#### Study text
● ● ● ● ●

The point is that the anthropocentric position is not principally against emotions or feelings; it doesn’t refer only to material interests in nature. Anthropocentric thinkers can share with non-anthropocentric ethicists the special positive feelings towards the natural environment in which human beings have lived for long periods of their lives, because these places provide feelings of familiarity and security. These are feelings of ‘homeland’. The homeland usually contributes to the identity of those who live there. Understanding yourself in terms of a native landscape is a common form of expressing individuality (see Krebs 1999: 55). A feeling of alienation and mourning will arise in many people who return to places where they have lived in former times, and see, for example, that the trees in front of their childhood home have vanished, that the whole natural environment has changed radically. Anthropocentric philosophers can agree with the idea that nature should be conserved if it is part of the home of humans. So the anthropocentric view is compatible with a certain idealism and even romanticism (towards ‘homeland’).

An anthropocentric-oriented person can also have empathy and compassion towards sentient animals, although denying that sentient animals have any moral intrinsic value in themselves. The desire to avoid pain and unhappiness for all living beings is not unusual in an anthropocentric. To have compassion for living beings that can feel pain and distress doesn’t need a special ethical justification, because for most people this is self-evident. Even without moral respect for nature one can love nature and hold it in high esteem. The anthropocentric view is not the same as a cold and heartless view of nature. Anthropocentrics can appreciate, in principle, all natural phenomena and their integrity, although they are not disposed to attribute to nature any moral intrinsic value.

Only if the anthropocentric position is restricted to a purely instrumental view of nature is it then associated with a cruel and strict materialistic view. ‘Only someone who damages or destroys nature without good reasons, someone who leaves an empty Coca Cola can lying around in a field, or who steps on a beetle or a flower, which could easily have been avoided, vandalizes nature.’ In contrast ‘When workers on a construction site fell trees to make space for a new building, they obviously do not do anything which corrupts their character. They do not vandalize nature’ (Krebs 1999: 58).

Intelligent and prudent anthropocentrics will never destroy the natural environment just to protect the natural base of their own live, but also for the reasons of protecting their own positive (aesthetic and empathic) feelings towards an intact nature. So, ultimately, the behaviour of an anthropocentric will not differ from that of a moderate non-anthropocentric who concedes nature a moral intrinsic value.

Only in comparison to a more fundamental non-anthropocentric ethicist will the anthropocentric ethicist act differently, for example, killing a cockroach in the kitchen, something a radical non-anthropocentric would never do. For an anthropocentric ethicist a cockroach may have an ecological value (value in the sense of ‘function’), in so far as nature is a complex interconnected system (what humans need for their healthy life), but not a moral value in itself. From the anthropocentric’s perspective there is no reason not to kill an individual cockroach; no moral respect will hinder him or her from extinguishing this single animal. This marks a clear difference between a moderate anthropocentric view and a radical non-anthropocentric view of nature. Nevertheless, as we have seen, there are different possibilities of arguing for ‘values of nature’ in an anthropocentric manner—not only in an instrumental or materialistic way. On the other hand, there are good reasons to claim that anthropocentric ethics is too narrow-minded because it is too human-centred, and that not only humans belong to the moral universe.

● ● ● ● ●

In the quotation about vandalizing nature in the text on anthropocentric ethics, list the specific everyday actions given as examples of vandalism. The records that follow come from a different source than the text above.

● ● ● ● ●

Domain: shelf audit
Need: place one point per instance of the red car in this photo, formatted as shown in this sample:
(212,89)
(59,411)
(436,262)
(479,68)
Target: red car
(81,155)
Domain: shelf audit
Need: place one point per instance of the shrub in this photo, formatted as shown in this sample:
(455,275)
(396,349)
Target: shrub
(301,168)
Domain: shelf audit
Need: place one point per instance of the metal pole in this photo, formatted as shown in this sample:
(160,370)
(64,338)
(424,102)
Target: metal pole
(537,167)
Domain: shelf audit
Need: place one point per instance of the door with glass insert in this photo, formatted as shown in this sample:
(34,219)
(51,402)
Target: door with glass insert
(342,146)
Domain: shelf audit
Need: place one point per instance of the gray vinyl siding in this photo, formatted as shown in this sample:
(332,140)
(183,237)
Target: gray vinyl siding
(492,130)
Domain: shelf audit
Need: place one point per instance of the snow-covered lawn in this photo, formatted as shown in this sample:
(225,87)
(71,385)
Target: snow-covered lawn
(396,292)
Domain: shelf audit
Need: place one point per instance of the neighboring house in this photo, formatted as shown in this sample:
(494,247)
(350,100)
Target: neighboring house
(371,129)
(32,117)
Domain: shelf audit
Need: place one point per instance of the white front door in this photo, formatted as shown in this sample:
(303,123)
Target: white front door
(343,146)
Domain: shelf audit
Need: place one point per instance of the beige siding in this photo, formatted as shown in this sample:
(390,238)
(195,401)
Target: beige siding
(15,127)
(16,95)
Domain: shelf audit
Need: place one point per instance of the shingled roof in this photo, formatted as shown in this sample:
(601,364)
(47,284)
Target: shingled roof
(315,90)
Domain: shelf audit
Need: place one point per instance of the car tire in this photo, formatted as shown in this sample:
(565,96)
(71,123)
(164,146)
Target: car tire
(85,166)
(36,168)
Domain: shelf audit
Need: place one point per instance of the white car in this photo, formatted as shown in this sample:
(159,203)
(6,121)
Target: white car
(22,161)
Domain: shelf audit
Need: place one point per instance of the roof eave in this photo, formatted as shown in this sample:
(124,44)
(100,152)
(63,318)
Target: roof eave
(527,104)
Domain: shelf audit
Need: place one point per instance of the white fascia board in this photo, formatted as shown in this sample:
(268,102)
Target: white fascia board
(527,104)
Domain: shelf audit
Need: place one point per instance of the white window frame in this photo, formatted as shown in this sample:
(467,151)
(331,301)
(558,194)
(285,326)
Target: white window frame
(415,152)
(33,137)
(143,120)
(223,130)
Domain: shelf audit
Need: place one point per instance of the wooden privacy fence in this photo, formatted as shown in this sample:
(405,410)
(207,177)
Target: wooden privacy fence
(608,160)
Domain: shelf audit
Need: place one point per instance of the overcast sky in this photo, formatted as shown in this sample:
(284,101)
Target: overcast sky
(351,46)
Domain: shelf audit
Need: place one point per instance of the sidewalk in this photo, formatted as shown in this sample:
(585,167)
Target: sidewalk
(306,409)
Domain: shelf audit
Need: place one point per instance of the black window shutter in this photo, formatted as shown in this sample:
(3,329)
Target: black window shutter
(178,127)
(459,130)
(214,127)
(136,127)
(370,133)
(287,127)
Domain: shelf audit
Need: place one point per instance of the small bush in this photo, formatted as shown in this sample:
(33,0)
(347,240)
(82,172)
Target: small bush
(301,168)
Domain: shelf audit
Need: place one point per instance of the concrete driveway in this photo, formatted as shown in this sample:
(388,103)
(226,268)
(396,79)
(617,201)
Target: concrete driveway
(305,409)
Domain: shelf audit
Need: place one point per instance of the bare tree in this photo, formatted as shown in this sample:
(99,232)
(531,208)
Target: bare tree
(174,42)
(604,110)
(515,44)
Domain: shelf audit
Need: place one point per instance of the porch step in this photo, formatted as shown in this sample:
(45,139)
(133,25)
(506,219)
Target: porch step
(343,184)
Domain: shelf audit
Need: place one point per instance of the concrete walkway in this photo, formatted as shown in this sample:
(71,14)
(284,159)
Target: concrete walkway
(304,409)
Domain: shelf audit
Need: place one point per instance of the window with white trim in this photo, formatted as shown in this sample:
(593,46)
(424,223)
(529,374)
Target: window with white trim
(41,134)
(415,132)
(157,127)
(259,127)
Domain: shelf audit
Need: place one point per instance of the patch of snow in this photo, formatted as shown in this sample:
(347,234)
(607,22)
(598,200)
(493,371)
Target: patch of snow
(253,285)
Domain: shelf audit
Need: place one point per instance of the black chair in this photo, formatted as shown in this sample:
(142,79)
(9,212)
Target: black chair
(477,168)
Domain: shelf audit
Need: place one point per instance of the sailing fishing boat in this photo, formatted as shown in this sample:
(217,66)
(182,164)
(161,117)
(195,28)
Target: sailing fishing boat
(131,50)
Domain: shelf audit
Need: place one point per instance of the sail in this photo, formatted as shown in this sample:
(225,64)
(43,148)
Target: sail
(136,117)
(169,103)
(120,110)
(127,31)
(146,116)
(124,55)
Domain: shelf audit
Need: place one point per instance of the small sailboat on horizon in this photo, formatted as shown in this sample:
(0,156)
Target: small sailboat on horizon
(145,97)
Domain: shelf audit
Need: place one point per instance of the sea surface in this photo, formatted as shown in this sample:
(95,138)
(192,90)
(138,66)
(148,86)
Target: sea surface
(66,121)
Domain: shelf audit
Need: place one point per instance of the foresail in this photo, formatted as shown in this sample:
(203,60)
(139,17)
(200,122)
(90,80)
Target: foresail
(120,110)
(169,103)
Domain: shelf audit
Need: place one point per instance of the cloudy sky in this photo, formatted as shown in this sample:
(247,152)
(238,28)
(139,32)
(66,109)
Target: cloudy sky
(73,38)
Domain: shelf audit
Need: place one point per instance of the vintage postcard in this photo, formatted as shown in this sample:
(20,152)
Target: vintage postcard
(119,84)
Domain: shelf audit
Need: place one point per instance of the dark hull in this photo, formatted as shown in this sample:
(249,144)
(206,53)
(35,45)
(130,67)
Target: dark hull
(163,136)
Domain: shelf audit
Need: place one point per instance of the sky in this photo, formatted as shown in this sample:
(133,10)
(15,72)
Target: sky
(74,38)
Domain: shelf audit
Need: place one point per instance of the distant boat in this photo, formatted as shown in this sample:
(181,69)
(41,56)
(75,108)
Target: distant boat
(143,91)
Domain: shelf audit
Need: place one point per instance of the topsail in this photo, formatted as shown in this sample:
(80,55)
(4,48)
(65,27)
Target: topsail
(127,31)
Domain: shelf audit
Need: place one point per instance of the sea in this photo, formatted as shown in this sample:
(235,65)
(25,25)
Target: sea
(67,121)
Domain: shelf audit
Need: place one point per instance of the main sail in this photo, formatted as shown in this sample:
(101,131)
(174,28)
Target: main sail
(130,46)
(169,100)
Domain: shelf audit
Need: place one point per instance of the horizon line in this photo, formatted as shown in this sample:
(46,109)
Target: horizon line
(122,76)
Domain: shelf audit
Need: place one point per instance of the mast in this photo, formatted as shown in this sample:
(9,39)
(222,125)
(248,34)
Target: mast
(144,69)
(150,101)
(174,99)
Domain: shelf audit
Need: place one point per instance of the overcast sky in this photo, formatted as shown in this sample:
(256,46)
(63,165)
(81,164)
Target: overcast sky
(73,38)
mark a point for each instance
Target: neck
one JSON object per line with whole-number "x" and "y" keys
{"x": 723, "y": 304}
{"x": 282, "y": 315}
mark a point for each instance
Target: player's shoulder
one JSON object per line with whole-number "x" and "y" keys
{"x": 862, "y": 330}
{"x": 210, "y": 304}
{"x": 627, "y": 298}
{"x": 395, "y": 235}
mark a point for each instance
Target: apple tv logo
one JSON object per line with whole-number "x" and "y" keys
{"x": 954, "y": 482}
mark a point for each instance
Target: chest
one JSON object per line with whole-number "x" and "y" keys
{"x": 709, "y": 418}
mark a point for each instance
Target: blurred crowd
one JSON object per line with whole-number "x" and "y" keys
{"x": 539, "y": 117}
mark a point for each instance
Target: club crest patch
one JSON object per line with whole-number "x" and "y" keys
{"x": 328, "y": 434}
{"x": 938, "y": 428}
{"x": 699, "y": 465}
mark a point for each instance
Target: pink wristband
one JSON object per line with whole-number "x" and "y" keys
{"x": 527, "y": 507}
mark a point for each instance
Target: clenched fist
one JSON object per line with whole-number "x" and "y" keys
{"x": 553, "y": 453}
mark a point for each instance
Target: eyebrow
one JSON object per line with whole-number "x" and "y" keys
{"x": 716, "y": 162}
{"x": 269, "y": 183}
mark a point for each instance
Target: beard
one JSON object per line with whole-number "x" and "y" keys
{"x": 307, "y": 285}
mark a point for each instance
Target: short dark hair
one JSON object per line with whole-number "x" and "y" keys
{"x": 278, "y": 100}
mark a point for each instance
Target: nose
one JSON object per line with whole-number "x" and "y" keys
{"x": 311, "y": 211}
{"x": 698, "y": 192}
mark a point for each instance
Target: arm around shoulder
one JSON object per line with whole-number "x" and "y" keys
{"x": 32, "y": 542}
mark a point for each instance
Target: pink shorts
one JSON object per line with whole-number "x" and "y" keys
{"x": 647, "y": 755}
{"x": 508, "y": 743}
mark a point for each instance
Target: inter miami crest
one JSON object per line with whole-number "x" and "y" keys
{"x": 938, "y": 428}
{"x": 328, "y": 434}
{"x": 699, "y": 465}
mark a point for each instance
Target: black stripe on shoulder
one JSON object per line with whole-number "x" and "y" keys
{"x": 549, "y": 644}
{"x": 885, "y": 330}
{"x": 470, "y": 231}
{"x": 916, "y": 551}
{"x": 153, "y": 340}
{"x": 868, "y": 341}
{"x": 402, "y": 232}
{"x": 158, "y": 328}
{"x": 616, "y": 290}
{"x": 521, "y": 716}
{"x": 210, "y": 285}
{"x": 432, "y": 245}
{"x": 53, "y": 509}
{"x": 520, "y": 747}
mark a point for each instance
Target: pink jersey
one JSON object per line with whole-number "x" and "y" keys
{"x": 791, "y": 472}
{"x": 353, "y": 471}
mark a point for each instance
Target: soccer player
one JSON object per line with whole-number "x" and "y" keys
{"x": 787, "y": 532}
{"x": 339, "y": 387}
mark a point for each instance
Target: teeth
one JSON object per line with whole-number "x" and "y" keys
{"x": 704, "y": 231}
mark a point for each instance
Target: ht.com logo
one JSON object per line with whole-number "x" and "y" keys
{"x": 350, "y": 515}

● ● ● ● ●

#### Answer to this exercise
- Leaving an empty Coca Cola can lying around in a field
- Stepping on a beetle when this could easily have been avoided
- Stepping on a flower when this could easily have been avoided